The "leveling" idea for A is a good approach.  As you noted, if there
are high scores that "stick out" it doesn't work since we can't
subtract points from them, but in this case you may assume they get 0
extra points, and adjust the "water level" accordingly for the others.

Though this surely would take some time to see compared to the binary
search, which is obvious once you've seen enough of this kind of
problem (I certainly couldn't do it in 4 mins though).

For B, I'm not sure what you mean by "chain backwards".  You are right
that a standard search is all that you needed; I pretty much did
Dijkstra on the implicit graph.  I think the bounds were small enough
that you could afford to explicitly simulate the water draining (steps
of 0.1s), but you don't need to (my solution would work for quite
large ceiling, floor, and initial water height values).

For C, I led myself down the garden path with the idea that we can get
rid of a bunch of numbers while still maintaining the property that
there is a solution, but I only got it down to 46 numbers and couldn't
see how to solve it efficiently.  I took a look at some others'
solutions and as you say, they seem to rely on the idea that a "small"
solution (where each subset doesn't include many numbers) exists, but
I'm not sure how to prove this is necessarily the case.  Perhaps for
each subset size k we could imagine trying to build a set of 500
numbers such that subsets of size k or less have distinct sums, then
show that the max number exceeds 10^12 for some small value of k...

Too bad I didn't just try it :)

On May 5, 5:08 pm, tutufan <[email protected]> wrote:
> The official analysis hasn't been posted (yet).  Sometimes they don't post
> one, so I'm not sure whether we get one this time.
>
> In any case, I'm impatient and interested in any insights, so here's some
> half-baked speculation.  (Disclosure: I didn't successfully answer any of
> these, so all of this might be crap.)
>
> (spoilers, of course)
>
> For A, I initially conjectured that it was sufficient when looking at a
> contestant to consider only the "other" contestant having the lowest score,
> and to take enough votes from them to guarantee that they cannot beat us.

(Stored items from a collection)
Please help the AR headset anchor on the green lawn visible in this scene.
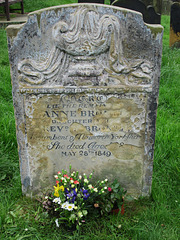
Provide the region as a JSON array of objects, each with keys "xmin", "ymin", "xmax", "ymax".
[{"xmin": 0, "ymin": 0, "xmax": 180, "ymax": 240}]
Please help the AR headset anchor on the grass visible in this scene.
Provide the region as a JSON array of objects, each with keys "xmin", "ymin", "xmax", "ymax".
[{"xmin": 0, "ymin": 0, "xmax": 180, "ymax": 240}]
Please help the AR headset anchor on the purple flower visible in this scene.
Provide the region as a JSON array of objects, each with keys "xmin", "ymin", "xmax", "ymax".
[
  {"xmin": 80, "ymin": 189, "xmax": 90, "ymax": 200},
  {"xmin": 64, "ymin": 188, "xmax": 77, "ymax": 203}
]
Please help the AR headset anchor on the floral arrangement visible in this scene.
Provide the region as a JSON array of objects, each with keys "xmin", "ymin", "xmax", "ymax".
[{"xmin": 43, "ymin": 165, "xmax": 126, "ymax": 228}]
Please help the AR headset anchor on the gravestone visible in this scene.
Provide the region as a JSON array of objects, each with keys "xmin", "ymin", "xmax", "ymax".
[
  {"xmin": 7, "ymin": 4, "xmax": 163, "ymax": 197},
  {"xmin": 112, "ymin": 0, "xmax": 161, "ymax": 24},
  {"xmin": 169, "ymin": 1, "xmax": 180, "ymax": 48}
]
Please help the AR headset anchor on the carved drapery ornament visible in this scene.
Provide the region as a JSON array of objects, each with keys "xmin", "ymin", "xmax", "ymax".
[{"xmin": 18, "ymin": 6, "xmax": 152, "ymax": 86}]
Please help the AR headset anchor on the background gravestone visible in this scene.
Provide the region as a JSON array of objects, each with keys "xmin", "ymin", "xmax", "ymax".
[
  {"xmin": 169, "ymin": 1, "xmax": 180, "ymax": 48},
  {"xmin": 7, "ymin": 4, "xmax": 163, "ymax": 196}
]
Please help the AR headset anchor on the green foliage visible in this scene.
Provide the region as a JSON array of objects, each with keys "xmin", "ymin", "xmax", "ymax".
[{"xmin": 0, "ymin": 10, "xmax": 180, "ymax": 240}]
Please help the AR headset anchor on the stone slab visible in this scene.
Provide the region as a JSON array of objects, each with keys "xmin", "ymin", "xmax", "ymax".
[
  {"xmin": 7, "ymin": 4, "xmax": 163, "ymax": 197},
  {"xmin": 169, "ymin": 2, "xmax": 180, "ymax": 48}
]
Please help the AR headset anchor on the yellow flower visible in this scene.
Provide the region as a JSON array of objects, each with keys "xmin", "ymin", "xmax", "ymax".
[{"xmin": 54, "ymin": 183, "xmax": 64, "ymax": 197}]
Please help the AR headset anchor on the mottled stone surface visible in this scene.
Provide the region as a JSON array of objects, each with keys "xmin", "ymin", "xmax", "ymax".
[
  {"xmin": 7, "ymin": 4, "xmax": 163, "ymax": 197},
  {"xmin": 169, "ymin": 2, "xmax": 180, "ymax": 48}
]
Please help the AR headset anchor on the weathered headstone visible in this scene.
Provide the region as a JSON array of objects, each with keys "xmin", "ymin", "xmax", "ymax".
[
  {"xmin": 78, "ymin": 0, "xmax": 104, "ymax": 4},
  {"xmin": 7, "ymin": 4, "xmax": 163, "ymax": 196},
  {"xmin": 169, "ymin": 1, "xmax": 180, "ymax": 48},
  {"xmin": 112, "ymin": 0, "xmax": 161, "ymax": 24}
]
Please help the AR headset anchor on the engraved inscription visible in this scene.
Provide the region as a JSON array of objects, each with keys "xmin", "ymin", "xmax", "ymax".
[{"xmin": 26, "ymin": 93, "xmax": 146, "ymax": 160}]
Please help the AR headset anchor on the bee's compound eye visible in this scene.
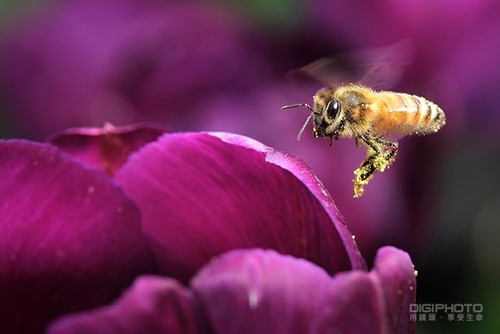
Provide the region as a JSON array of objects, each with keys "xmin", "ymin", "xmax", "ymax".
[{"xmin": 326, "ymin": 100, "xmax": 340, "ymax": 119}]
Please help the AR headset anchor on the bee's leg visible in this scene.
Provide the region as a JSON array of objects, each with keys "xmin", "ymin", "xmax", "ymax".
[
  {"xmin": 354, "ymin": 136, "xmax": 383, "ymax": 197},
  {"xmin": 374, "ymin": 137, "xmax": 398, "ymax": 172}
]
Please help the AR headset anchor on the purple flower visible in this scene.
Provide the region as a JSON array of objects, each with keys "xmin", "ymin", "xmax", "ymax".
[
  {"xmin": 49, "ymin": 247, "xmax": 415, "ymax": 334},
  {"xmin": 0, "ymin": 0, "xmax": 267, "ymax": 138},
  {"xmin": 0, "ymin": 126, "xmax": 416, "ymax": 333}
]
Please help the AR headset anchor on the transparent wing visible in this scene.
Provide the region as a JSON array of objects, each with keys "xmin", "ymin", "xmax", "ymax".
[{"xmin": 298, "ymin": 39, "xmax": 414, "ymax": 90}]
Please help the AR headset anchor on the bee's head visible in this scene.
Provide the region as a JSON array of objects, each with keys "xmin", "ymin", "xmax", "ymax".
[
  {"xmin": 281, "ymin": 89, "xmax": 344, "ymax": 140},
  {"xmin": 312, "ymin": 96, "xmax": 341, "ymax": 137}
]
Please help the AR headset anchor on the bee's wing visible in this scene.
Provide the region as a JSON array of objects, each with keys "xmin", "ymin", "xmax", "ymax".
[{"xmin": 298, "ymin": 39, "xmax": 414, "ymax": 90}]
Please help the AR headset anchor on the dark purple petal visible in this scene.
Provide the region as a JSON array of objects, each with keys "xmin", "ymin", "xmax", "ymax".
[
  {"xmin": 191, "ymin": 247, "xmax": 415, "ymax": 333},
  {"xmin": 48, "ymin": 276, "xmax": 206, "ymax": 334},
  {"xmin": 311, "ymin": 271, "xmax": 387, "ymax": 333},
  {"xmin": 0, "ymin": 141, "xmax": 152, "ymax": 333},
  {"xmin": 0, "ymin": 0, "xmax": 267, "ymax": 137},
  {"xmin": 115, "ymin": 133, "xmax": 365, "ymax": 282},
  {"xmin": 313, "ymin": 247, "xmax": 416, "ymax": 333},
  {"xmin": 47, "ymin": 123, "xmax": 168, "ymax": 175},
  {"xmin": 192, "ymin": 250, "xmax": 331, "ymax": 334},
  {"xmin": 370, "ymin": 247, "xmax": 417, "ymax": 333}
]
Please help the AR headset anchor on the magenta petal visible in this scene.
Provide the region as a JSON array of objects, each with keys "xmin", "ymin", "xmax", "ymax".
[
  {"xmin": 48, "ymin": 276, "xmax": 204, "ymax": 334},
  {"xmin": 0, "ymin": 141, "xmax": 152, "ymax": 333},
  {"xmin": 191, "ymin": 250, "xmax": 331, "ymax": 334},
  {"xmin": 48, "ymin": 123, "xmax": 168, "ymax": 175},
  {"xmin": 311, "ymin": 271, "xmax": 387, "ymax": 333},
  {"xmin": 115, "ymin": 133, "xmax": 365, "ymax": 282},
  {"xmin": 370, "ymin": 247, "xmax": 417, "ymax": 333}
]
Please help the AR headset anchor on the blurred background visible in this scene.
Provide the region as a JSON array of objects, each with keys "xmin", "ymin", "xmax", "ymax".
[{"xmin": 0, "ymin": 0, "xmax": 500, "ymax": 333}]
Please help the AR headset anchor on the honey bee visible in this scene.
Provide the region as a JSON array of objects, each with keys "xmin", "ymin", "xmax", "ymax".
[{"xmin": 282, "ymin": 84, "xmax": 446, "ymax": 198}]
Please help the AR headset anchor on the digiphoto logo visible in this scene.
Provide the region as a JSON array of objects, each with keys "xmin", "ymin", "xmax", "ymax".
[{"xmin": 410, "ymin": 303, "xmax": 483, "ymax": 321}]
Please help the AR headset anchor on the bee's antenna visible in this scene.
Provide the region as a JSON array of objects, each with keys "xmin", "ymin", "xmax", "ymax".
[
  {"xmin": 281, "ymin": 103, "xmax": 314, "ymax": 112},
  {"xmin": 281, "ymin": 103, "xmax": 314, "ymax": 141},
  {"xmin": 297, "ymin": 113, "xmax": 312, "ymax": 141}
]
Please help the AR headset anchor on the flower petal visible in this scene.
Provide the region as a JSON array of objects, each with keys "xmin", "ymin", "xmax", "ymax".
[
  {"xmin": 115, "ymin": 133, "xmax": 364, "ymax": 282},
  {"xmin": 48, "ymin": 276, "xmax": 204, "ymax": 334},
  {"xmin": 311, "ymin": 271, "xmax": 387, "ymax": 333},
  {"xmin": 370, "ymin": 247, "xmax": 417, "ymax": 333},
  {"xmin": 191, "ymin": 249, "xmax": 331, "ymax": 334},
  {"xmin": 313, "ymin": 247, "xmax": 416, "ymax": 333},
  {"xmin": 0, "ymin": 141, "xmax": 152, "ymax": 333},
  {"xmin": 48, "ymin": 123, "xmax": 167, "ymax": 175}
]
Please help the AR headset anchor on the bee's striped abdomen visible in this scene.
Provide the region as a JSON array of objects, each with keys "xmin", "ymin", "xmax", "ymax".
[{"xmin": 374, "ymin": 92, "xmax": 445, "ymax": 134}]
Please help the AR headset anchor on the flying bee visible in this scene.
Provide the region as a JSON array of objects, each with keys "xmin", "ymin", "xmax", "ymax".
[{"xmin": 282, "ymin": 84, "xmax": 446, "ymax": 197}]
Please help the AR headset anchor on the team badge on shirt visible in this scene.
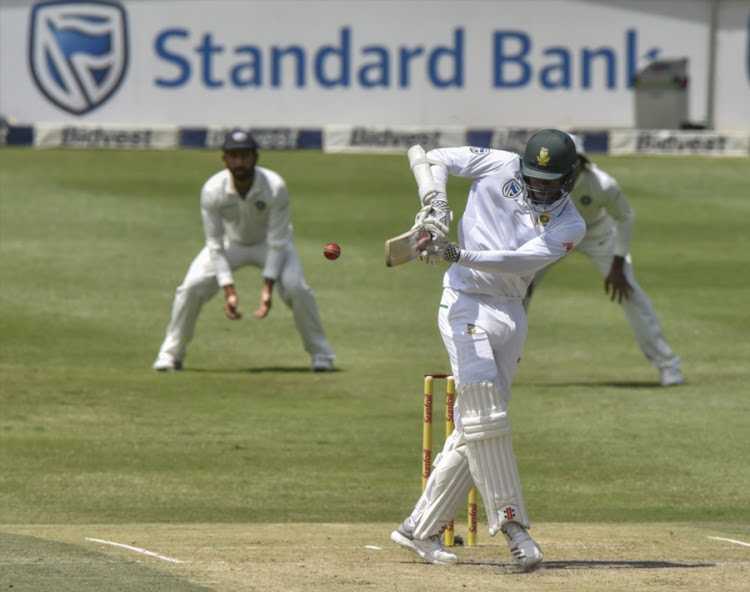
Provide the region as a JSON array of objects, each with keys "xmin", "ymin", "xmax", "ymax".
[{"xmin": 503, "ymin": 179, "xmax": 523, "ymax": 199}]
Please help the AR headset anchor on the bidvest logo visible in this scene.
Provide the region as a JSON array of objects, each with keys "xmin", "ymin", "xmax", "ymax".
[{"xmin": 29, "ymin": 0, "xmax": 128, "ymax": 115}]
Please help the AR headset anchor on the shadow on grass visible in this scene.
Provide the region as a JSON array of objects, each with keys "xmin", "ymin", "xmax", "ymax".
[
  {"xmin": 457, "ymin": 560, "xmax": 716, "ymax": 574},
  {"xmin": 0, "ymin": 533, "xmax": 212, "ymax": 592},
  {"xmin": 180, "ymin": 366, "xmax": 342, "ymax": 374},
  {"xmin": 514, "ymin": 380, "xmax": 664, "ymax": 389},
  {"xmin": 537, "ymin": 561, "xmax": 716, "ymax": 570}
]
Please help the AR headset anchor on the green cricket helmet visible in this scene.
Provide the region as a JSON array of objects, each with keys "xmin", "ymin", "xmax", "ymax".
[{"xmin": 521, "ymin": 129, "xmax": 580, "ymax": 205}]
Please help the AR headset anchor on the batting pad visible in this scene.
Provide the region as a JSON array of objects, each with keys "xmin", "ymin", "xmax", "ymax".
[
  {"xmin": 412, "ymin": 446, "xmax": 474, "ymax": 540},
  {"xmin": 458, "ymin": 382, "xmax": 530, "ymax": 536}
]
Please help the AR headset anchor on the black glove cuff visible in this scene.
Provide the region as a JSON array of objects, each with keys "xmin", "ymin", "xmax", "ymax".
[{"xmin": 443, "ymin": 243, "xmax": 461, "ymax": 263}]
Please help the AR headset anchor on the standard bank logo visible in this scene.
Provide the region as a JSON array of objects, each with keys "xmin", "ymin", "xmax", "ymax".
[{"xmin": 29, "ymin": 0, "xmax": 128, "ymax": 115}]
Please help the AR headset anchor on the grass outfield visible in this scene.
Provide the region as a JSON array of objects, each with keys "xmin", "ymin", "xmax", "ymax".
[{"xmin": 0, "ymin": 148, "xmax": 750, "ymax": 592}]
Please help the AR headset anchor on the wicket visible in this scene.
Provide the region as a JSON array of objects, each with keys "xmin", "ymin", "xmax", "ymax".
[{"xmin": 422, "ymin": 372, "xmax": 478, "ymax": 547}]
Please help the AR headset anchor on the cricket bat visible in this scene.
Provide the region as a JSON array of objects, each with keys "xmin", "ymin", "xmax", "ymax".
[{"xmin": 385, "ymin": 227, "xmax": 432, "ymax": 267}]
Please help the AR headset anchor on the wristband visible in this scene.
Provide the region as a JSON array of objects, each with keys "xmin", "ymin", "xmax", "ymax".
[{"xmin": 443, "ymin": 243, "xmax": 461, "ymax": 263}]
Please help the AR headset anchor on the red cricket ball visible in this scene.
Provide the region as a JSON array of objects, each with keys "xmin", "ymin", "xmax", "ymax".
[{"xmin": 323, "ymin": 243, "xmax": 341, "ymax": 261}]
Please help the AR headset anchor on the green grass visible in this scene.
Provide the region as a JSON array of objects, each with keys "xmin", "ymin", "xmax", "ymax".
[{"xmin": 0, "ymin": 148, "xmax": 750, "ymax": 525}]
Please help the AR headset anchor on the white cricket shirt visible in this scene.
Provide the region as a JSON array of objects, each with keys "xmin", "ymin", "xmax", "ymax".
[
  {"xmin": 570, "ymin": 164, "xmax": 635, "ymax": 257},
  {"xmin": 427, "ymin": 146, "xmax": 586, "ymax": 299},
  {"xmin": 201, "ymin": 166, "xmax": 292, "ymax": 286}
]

### Problems
- A) List every word or phrase that appears inside double quotation marks in the discussion of the contest problems.
- B) Write the next part of the contest-problem discussion, picking up after its final sentence.

### Per-task answers
- A) "leveling", "stick out", "water level", "chain backwards", "small", "other"

- B)
>  This is false, though, as input like "0 0 100" shows.
>
> The next idea was that maybe it's sufficient to claim 1/N of 2X total
> score, imagining a sort of global leveling (imagine a landscape filling
> with water).  That doesn't work either, as some high scorers are like
> "peaks" that will stick up, ruining the simplicity of this calculation.
>
> Later, I had the idea of imagining that I had X buckets of water (or
> whatever) to distribute, with the goal of ensuring that my candidate
> doesn't end up with less than anyone else.  So, for example, if we have "0
> 2 5 98", we will have 105 buckets to distribute (based on audience vote).
>  We first distribute two buckets to "0", to bring it up to the next level,
> 2.  Then we distribute three buckets to each of the first two, to bring
> them all up to five.  This leaves us with 97 buckets, which we split across
> the first three, bringing them up to (5 + 105/3) each.  This indicates the
> proportion that my candidate must get not to lose. (Corner case: with one
> candidate, the answer is 0.)  I think this might be correct, but didn't
> have time to code it.
>
> The #1 rank solution to this problem was submitted in 4:03/4:34, and to me
> it uses a quite impressive insight.  The idea is that since we're trying to
> estimate a proportion, and we have a reasonably easy way to check our
> estimates, and furthermore that the result needs to be really close, but
> not exact, that we can simply run a binary search to converge on the
> answer.  (This also requires some sort of convexity property or something,
> which happens to hold here.)  Amazing.  Also amazing, or more like
> incomprehensible, is being able to read the problem, conceive the solution,
> type it, compile it, and go through the small/large submit cycles in under
> five minutes.  Is this the work of an AI?  :-)
>
> For B, this looks like a reasonably straightforward search.  We know
> there's no point in visiting any square more than once.  Search depth can
> be bounded by the best result found at any given point.  Perhaps A* or IDA*
> could be used to some benefit, but probably it's fast enough without.  It
> would be nice to figure out the set of initially reachable squares and then
> chain backwards from the end square, but I don't think this is possible,
> because of the need to count the clock forward.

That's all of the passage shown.